Exercise instructions: Show every line of the items below that contains the word "dress".

--- BEGIN Input material ---

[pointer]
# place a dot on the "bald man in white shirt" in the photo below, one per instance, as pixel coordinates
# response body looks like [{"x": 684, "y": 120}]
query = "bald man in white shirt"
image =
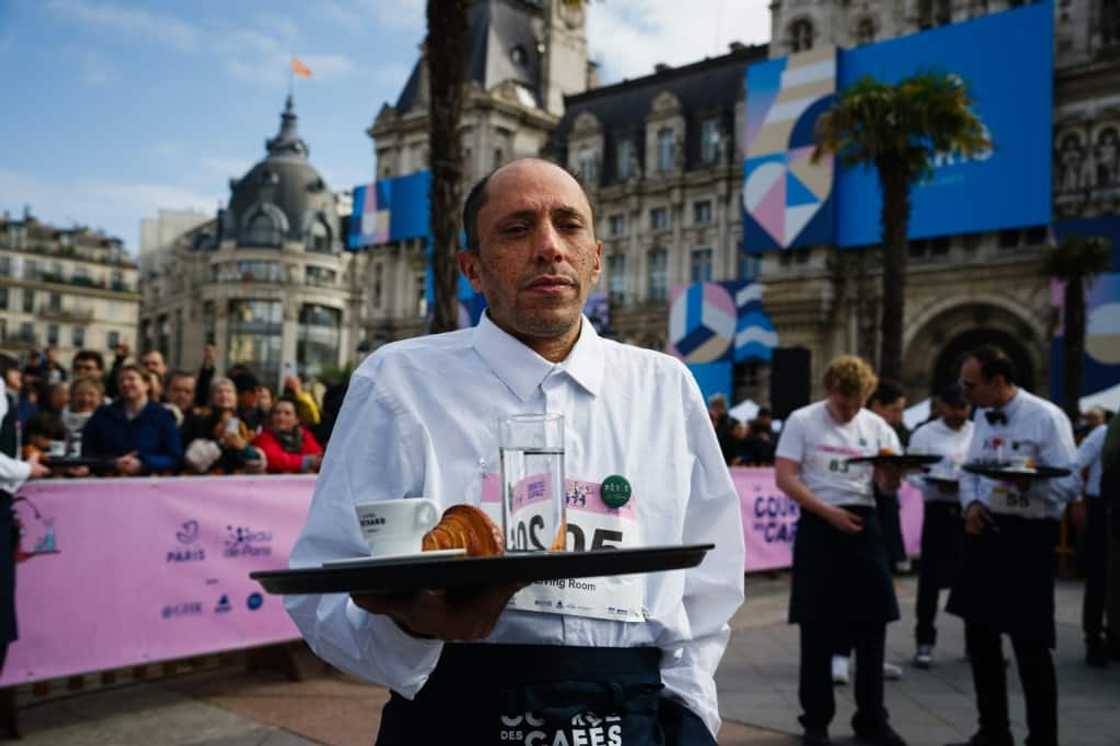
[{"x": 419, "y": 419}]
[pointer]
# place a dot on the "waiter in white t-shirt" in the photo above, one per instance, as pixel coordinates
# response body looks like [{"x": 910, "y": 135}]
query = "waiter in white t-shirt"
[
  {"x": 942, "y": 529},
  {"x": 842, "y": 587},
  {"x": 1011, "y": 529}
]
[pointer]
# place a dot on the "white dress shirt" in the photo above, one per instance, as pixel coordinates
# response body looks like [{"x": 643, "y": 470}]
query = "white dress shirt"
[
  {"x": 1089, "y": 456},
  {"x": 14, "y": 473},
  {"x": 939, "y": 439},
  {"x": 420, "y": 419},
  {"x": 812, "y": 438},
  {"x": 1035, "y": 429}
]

--- END Input material ---
--- BEGIN Input material ---

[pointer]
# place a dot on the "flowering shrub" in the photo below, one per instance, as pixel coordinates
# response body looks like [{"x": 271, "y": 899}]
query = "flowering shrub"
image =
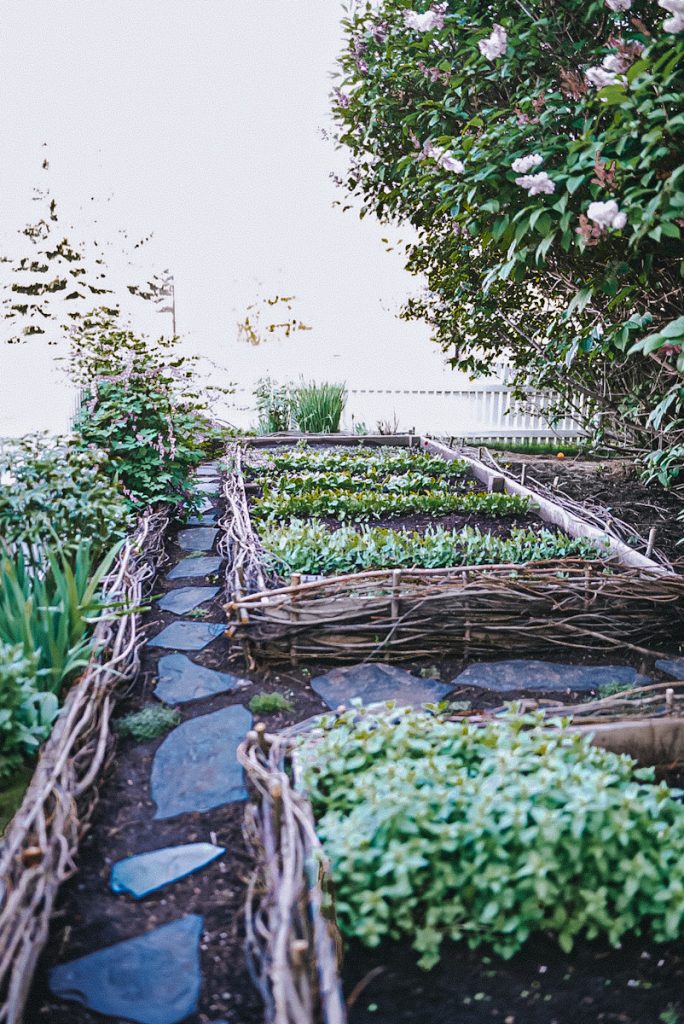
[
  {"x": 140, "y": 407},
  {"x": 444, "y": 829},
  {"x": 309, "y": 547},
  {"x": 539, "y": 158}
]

--- END Input material ---

Solution below:
# place a dot on the "white dress shirt" in the photo above, one per instance, as pixel coordinates
query = "white dress shirt"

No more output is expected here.